* START ITEMS *

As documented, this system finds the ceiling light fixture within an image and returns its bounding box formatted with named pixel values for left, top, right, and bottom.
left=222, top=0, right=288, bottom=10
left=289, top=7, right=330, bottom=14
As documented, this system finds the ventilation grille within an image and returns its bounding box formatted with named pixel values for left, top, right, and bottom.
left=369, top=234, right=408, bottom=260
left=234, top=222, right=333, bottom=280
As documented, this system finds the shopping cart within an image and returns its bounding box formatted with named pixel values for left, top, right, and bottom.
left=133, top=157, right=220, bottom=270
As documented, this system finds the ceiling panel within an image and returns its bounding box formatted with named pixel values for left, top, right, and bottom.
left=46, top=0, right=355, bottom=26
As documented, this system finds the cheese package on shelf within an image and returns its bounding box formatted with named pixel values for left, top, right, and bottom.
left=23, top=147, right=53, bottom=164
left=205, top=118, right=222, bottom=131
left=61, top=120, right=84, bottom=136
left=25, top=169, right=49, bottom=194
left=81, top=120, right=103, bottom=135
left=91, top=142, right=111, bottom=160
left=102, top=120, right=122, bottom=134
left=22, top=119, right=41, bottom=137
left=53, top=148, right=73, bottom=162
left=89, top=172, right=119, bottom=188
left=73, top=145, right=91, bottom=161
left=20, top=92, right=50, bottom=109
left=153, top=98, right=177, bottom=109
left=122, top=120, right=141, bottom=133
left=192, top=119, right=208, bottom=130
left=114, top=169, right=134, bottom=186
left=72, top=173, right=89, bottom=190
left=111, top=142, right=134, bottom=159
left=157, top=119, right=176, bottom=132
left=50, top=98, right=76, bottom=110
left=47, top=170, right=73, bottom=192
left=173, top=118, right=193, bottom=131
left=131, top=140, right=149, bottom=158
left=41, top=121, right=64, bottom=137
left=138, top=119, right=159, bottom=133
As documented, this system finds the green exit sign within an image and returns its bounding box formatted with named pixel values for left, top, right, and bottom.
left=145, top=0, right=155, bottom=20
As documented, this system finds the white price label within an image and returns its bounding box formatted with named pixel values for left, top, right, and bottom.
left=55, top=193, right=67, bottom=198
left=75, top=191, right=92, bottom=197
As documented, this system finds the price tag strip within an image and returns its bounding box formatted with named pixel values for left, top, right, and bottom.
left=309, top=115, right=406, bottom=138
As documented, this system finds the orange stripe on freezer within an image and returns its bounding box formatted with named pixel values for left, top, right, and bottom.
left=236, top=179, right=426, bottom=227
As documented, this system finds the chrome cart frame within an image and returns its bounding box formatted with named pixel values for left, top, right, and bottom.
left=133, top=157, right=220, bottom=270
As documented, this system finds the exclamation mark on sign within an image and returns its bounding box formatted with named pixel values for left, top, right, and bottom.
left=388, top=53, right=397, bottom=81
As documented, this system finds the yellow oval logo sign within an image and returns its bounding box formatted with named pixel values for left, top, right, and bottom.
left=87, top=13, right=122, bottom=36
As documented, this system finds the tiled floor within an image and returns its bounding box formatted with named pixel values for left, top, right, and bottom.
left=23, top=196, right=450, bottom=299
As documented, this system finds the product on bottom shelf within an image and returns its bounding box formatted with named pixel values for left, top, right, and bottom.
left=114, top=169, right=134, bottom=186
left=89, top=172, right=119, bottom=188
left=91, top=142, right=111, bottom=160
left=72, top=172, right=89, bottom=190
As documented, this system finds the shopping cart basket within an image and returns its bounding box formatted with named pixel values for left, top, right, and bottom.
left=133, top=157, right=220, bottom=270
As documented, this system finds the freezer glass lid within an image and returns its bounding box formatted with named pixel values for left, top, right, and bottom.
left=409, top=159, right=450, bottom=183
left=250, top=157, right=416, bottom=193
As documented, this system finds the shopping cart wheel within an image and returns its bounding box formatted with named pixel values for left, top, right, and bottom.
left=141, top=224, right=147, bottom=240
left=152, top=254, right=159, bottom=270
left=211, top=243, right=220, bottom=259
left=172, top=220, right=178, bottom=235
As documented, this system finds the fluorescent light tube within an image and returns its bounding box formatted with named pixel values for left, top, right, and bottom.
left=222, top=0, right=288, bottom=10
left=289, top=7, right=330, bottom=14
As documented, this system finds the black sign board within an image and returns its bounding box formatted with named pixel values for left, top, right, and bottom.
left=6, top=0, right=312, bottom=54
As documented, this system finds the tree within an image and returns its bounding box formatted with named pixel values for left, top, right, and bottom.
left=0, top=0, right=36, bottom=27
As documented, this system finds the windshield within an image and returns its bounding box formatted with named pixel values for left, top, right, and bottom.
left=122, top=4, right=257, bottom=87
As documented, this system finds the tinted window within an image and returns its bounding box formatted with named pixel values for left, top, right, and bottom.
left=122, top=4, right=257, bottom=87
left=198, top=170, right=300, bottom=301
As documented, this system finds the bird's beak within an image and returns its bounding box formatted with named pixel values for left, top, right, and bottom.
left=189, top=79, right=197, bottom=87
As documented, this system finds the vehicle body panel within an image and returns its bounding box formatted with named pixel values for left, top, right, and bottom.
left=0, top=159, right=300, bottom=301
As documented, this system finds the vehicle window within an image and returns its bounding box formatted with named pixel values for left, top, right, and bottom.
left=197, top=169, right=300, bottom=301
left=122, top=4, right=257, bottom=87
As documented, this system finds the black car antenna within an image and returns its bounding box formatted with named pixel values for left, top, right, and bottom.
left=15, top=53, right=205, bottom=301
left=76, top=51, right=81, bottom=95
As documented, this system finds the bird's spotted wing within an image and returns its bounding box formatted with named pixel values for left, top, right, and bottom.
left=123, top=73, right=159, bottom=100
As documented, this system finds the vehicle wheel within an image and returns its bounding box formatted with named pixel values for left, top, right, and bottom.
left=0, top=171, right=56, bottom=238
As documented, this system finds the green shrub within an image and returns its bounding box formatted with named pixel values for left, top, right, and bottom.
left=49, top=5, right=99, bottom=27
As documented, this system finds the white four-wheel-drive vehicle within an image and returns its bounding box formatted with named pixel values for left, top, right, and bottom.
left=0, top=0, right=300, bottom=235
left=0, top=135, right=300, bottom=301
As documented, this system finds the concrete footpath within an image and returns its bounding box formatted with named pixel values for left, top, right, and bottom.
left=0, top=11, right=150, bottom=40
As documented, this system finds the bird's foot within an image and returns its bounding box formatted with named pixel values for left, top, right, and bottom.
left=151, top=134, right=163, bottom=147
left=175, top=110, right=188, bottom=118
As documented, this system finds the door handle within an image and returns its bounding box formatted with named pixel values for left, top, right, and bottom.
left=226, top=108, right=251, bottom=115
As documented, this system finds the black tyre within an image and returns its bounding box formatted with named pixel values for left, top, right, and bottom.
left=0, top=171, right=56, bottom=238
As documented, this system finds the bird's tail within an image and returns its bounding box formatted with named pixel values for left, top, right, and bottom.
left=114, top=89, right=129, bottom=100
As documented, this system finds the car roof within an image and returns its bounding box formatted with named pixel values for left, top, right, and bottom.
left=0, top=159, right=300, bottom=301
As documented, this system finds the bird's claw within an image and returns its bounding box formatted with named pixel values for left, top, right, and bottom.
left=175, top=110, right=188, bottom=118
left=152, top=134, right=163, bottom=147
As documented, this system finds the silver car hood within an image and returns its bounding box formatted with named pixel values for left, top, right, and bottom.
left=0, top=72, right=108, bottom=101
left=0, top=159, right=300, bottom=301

* END ITEMS *
* START ITEMS *

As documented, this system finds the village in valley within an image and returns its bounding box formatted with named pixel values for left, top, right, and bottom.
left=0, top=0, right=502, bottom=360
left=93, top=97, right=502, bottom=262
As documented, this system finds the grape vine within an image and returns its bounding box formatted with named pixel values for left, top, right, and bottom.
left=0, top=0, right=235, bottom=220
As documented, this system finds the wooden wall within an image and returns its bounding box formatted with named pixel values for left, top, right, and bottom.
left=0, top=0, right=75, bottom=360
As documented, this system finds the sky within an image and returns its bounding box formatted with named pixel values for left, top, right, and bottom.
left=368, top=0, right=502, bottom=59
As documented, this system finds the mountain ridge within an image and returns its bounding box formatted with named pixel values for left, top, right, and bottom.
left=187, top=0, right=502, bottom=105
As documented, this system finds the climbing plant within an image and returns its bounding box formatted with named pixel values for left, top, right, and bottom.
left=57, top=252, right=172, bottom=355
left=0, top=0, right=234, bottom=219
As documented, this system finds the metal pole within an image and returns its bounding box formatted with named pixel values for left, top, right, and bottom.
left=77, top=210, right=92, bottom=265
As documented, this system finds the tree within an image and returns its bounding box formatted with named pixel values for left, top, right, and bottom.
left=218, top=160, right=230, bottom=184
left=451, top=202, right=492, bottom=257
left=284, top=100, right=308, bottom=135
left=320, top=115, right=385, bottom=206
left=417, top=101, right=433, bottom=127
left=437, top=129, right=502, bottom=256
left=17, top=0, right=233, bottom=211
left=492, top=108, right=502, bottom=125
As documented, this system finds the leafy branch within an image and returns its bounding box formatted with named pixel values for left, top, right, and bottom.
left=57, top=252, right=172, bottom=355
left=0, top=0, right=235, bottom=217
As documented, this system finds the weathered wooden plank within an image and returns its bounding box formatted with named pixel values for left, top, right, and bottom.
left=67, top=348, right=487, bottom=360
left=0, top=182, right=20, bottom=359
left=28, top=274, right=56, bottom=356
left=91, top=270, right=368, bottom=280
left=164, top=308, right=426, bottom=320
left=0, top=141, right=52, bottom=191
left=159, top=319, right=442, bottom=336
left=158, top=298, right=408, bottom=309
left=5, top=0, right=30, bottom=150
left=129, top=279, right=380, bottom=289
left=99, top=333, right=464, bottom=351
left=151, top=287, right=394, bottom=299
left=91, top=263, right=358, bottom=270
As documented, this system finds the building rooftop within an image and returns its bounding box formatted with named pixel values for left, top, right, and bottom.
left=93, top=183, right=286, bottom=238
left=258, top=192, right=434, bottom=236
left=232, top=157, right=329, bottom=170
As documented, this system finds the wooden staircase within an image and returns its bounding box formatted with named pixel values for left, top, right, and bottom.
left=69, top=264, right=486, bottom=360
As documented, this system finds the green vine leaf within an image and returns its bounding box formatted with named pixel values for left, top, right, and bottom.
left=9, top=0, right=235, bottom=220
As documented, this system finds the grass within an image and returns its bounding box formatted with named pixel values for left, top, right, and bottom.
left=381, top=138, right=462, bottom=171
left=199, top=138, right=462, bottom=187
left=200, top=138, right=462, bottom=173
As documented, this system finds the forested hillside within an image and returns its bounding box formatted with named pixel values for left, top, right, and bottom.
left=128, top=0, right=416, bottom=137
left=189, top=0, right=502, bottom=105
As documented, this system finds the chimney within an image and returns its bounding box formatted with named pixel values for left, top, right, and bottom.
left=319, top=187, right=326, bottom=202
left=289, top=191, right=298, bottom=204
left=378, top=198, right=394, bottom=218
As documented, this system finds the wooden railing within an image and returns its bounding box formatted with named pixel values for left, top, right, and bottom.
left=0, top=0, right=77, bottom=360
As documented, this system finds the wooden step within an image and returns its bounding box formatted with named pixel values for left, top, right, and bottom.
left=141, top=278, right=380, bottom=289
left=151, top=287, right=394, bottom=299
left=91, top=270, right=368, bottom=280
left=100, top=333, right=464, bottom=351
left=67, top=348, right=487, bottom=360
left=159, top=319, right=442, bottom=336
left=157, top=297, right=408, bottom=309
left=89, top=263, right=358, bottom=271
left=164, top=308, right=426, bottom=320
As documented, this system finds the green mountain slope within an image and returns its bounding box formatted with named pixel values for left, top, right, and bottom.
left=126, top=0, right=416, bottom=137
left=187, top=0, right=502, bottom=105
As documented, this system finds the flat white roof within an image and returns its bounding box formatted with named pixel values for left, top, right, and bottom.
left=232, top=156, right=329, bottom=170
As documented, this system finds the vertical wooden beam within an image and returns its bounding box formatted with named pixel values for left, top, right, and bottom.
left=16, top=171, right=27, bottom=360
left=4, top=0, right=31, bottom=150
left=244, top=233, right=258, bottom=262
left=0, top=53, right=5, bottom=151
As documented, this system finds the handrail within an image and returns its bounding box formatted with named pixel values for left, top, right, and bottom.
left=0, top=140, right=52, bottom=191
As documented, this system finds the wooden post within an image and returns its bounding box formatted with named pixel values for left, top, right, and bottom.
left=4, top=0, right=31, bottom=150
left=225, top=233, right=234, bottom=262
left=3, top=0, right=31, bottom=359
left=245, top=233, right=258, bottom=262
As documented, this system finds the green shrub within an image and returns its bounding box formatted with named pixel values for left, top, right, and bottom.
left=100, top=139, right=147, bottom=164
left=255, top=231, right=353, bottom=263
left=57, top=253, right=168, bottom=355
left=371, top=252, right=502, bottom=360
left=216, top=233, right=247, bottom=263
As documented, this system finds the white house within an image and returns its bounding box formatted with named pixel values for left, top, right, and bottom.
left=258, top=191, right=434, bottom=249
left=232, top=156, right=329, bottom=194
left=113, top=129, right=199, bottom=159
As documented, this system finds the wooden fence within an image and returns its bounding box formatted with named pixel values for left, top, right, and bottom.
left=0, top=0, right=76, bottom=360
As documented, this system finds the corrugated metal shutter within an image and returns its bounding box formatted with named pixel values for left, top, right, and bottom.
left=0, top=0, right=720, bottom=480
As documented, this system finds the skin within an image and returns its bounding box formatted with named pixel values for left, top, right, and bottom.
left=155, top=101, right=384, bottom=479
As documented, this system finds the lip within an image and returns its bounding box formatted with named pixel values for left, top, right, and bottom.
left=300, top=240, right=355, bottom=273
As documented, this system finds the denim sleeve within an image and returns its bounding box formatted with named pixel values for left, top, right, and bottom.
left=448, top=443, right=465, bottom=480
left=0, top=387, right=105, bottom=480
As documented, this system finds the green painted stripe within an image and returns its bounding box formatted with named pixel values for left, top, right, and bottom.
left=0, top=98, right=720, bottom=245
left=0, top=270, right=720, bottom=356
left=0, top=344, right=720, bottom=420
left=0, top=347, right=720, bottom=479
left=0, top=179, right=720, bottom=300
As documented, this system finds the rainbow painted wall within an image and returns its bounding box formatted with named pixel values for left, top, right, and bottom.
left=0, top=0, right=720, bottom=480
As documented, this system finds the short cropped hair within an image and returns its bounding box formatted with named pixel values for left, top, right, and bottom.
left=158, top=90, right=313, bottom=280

* END ITEMS *

REQUIREMENT –
Could you copy out the lines of the records above, verbatim, starting at the one containing "As documented, this system finds the green painted" and ending at the one containing "left=0, top=179, right=720, bottom=300"?

TASK RESPONSE –
As documented, this system finds the green painted stripe within an image and returns its bounding box formatted with named pixel values for left, top, right, and bottom.
left=0, top=98, right=720, bottom=245
left=0, top=270, right=720, bottom=356
left=0, top=344, right=720, bottom=420
left=0, top=347, right=720, bottom=479
left=0, top=179, right=720, bottom=300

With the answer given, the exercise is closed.